Detection annotation records

## Start

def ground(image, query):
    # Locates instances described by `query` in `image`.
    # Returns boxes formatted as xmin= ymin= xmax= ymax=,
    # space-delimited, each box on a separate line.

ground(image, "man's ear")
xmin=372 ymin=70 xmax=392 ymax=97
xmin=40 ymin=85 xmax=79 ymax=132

## End

_What is being asked_: Write out the listing above verbatim, with every line unchanged.

_Response to this task_:
def ground(image, query):
    # Locates instances described by `query` in `image`.
    # Returns boxes formatted as xmin= ymin= xmax= ymax=,
    # space-delimited, each box on a separate line.

ground(image, "man's ear")
xmin=372 ymin=70 xmax=392 ymax=97
xmin=40 ymin=85 xmax=79 ymax=132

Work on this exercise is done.